▸ EXERCISE OBJECTIVE: In the entries below, locate the line with "[spot] the gecko head, one", then give again that line and all lines after it, exactly, with pictures omitted.

Top of MATERIAL FOR THE TASK

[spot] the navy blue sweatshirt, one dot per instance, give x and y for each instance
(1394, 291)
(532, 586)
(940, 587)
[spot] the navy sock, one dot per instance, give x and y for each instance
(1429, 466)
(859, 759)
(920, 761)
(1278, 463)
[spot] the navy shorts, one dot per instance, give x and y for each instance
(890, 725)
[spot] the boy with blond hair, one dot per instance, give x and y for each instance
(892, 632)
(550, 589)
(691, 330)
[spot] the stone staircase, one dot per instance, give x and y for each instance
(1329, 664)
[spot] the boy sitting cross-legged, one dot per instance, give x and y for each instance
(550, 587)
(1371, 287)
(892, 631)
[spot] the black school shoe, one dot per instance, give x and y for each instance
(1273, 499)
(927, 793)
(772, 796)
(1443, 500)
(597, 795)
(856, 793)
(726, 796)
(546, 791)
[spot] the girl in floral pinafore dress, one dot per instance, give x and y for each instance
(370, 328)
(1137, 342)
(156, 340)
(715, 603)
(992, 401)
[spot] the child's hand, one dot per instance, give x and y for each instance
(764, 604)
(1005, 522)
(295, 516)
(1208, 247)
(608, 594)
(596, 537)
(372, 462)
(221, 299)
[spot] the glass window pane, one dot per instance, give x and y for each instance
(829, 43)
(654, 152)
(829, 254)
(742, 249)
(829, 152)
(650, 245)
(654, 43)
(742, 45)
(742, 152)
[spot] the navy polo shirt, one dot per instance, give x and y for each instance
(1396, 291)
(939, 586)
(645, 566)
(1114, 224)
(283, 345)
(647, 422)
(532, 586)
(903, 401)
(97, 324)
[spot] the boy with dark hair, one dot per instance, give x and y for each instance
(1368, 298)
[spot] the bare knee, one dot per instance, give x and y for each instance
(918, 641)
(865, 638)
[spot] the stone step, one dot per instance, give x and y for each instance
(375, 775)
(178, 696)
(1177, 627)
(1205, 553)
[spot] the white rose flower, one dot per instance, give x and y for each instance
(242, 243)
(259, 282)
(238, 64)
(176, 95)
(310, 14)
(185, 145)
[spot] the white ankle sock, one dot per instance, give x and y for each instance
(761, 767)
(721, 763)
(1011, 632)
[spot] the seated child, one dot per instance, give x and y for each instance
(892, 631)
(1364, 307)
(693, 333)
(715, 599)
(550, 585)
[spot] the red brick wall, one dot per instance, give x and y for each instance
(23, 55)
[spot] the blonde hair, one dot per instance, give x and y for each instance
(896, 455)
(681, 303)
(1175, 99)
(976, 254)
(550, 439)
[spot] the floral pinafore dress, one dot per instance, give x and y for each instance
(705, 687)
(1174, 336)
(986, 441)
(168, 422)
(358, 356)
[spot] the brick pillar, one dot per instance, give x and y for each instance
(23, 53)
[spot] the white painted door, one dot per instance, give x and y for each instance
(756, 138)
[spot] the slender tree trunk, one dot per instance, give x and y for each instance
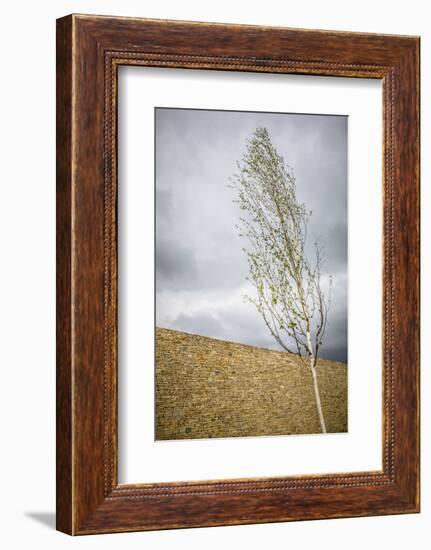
(317, 395)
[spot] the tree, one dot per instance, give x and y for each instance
(289, 294)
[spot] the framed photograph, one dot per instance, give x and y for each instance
(237, 274)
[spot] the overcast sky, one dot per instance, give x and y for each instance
(200, 266)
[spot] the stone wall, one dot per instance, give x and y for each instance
(213, 388)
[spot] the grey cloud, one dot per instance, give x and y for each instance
(197, 246)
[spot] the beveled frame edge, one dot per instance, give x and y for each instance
(89, 51)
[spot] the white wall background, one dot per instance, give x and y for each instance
(27, 275)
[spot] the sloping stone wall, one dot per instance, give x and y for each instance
(213, 388)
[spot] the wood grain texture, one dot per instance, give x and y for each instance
(90, 49)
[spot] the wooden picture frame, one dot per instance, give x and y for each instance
(89, 51)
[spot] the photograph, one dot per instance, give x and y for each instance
(251, 273)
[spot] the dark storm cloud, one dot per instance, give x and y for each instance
(200, 267)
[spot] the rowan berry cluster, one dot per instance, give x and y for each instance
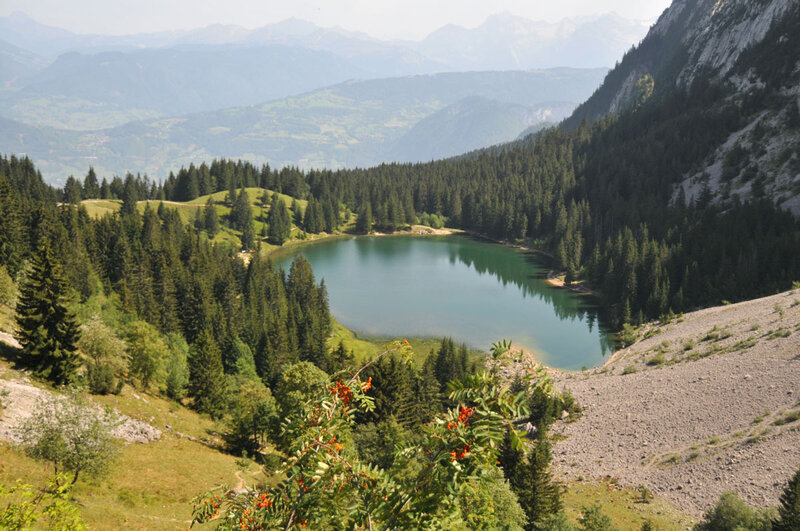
(342, 391)
(456, 454)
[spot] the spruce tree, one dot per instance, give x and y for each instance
(364, 220)
(280, 224)
(206, 376)
(789, 510)
(539, 496)
(210, 218)
(11, 234)
(46, 329)
(91, 188)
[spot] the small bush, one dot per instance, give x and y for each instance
(732, 514)
(779, 333)
(794, 416)
(645, 496)
(628, 336)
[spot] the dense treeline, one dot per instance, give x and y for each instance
(166, 274)
(601, 200)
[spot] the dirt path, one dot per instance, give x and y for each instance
(709, 404)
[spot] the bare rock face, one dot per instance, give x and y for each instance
(718, 31)
(736, 45)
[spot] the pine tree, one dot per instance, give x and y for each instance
(510, 458)
(47, 331)
(91, 188)
(242, 218)
(297, 213)
(280, 224)
(539, 496)
(789, 510)
(210, 218)
(364, 220)
(206, 376)
(11, 235)
(129, 196)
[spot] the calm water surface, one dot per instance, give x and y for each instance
(473, 291)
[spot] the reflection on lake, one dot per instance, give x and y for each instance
(457, 286)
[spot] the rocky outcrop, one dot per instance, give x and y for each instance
(752, 49)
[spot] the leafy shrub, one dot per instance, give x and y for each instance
(24, 506)
(73, 436)
(732, 514)
(628, 336)
(8, 290)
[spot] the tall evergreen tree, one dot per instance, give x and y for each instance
(206, 376)
(539, 496)
(72, 191)
(210, 218)
(91, 188)
(280, 224)
(11, 235)
(47, 331)
(364, 220)
(130, 195)
(242, 217)
(297, 213)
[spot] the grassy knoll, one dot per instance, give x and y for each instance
(149, 486)
(624, 506)
(188, 211)
(366, 347)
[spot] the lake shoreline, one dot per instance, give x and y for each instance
(524, 272)
(552, 277)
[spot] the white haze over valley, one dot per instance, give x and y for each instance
(153, 86)
(385, 19)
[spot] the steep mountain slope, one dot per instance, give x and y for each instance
(749, 49)
(179, 81)
(469, 124)
(351, 124)
(17, 64)
(507, 41)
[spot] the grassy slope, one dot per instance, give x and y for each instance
(188, 210)
(623, 506)
(151, 486)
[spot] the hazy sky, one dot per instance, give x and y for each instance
(412, 19)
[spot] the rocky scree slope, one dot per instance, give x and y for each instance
(705, 404)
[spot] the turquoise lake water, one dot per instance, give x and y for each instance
(457, 286)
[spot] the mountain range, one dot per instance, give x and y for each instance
(356, 123)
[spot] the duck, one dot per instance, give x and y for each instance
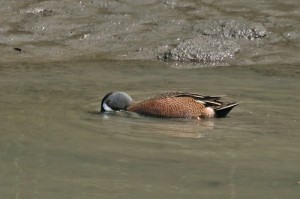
(169, 105)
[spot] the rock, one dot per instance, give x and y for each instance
(203, 49)
(231, 28)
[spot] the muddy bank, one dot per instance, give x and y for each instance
(214, 32)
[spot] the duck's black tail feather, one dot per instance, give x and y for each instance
(224, 110)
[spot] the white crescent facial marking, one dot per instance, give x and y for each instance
(199, 101)
(106, 108)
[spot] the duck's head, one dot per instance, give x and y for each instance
(115, 101)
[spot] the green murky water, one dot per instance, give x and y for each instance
(54, 145)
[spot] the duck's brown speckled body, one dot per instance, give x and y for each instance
(169, 105)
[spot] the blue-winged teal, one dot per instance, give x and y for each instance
(169, 105)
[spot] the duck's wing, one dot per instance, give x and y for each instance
(206, 100)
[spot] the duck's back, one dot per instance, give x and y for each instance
(168, 106)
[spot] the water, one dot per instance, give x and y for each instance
(55, 144)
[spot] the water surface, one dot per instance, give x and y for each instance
(54, 144)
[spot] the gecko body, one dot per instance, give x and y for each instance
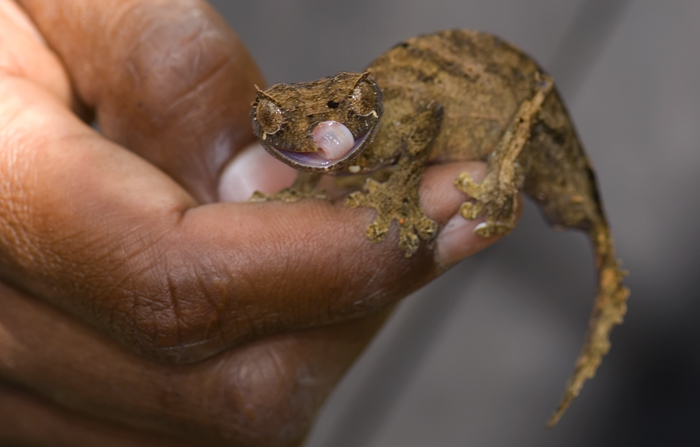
(455, 95)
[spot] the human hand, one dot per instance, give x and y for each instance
(134, 310)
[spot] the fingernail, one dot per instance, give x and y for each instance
(457, 240)
(253, 170)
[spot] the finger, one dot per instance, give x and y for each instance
(30, 420)
(23, 53)
(259, 395)
(168, 79)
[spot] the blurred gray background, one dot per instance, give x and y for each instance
(480, 357)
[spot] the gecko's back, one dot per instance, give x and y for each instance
(481, 83)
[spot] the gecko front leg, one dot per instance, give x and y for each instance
(397, 198)
(496, 197)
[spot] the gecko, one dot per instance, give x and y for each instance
(454, 95)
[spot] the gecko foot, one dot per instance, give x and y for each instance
(497, 206)
(396, 199)
(288, 195)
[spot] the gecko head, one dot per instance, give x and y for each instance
(319, 126)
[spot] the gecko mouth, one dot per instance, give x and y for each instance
(318, 161)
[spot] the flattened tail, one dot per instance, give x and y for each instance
(609, 308)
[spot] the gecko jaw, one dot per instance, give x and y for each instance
(317, 161)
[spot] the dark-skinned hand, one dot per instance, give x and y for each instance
(136, 309)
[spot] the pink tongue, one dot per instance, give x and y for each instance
(334, 139)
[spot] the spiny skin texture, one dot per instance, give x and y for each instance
(462, 95)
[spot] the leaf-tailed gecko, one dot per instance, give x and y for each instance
(449, 96)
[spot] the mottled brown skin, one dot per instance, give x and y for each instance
(462, 95)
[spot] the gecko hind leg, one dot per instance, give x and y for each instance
(304, 187)
(496, 197)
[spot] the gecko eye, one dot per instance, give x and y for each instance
(363, 98)
(269, 116)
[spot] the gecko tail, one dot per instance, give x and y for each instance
(609, 308)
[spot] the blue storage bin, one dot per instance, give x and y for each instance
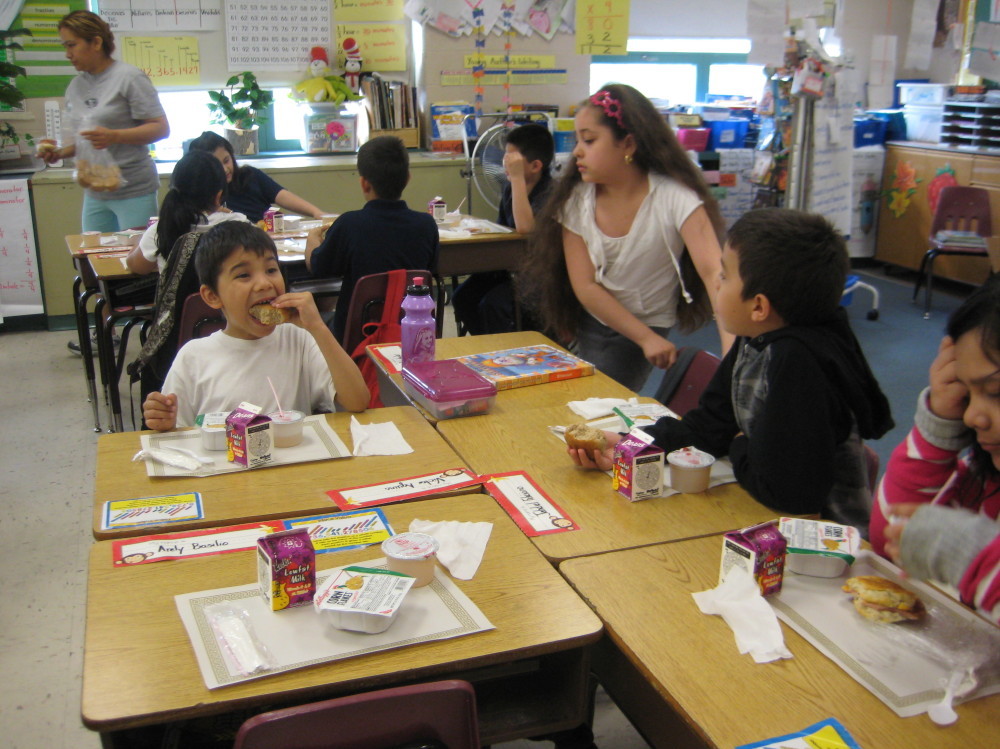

Bottom of MATERIAL FOR THE TASK

▸ WRITTEN RESPONSE:
[spot] the gecko head, one dot per instance, give x and y for each instance
(319, 126)
[spot] the gecko mouth, one dot per instance, give x and y for each instance
(318, 161)
[spot] the flattened tail, one dot per instance, give x and y for each instance
(609, 308)
[spot] the gecko jaw, one dot per instance, give x and y for each instance
(317, 161)
[spot] the dark-skinned hand, one dot per instance, give x and y for each instance
(136, 309)
[spot] the pink tongue, one dot per instance, give x and y for each instance
(334, 139)
[spot] the spiny skin texture, one dot per instance, give x and y for each instance
(462, 95)
[spot] the leaf-tailed gecko, one dot per instance, give x and y for each instance
(449, 96)
[spot] the mottled brown skin, one dot per instance, give x and y for each instance
(462, 95)
[spot] the gecko hind leg, one dot per instance, give x and y for each instance
(304, 187)
(496, 197)
[spot] the gecko eye, one dot per instance, give x and y for each instance
(363, 98)
(269, 116)
[spot] the gecko tail, one dot per instance, give x and y for each instance
(609, 308)
[spot] the blue storage bin, one dot per instance, give x and y for each instance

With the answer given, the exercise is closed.